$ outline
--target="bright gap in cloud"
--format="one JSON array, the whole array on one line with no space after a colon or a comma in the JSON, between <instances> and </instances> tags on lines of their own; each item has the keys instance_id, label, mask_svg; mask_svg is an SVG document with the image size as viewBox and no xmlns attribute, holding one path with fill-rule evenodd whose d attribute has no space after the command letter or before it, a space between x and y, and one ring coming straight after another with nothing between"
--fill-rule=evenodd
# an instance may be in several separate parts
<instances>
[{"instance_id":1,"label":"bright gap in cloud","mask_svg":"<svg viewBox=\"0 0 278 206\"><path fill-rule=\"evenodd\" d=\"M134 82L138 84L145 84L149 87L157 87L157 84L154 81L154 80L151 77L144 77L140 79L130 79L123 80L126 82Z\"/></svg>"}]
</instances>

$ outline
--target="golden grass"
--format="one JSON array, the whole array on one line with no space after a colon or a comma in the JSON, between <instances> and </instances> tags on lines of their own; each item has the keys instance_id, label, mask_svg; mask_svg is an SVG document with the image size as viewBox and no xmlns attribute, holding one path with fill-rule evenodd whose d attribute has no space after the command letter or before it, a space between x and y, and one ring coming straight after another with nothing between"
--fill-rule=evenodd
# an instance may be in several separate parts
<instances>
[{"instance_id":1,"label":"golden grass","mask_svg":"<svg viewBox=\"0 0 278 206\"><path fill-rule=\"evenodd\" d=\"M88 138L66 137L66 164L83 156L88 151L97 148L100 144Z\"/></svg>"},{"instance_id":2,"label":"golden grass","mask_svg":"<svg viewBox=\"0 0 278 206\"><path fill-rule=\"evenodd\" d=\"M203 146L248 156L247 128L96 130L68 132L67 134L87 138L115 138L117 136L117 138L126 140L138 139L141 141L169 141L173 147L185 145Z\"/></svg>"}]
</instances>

————

PROBLEM TO SOLVE:
Repeat each of the rows above verbatim.

SOLUTION FOR THIS TASK:
$ outline
--target="bright gap in cloud"
--format="one JSON array, the whole array on one line with no space after a colon or a comma in the JSON, between <instances> and </instances> tags on lines of their own; each item has the keys instance_id, label, mask_svg; mask_svg is an SVG document with the image size as viewBox and no xmlns attribute, holding one path with fill-rule evenodd whose d attribute has no space after the command letter or before it, a space between x and y, and one ring coming straight after another with nothing between"
--fill-rule=evenodd
# an instance may be in several separate parts
<instances>
[{"instance_id":1,"label":"bright gap in cloud","mask_svg":"<svg viewBox=\"0 0 278 206\"><path fill-rule=\"evenodd\" d=\"M134 82L138 84L145 84L149 87L157 87L157 84L154 81L154 80L151 77L144 77L140 79L130 79L123 80L126 82Z\"/></svg>"}]
</instances>

$ outline
--target="golden grass"
--format="one JSON array, the whole array on one line with no space after a colon or a comma in the JSON, between <instances> and </instances> tags on lines of their own; each item has the keys instance_id, label, mask_svg; mask_svg is an SVG document with the image size as viewBox and no xmlns attribute, holding one path with fill-rule evenodd whose d attribute has no space after the command letter or before it, a space between x and y, and one ring coming straight after another with nothing between"
--fill-rule=evenodd
# an instance may be in several separate parts
<instances>
[{"instance_id":1,"label":"golden grass","mask_svg":"<svg viewBox=\"0 0 278 206\"><path fill-rule=\"evenodd\" d=\"M88 138L66 137L66 164L83 156L88 151L97 148L100 144Z\"/></svg>"},{"instance_id":2,"label":"golden grass","mask_svg":"<svg viewBox=\"0 0 278 206\"><path fill-rule=\"evenodd\" d=\"M203 146L248 156L247 128L96 130L68 132L67 134L87 138L115 138L117 136L117 138L126 140L138 139L141 141L169 141L173 147L185 145Z\"/></svg>"}]
</instances>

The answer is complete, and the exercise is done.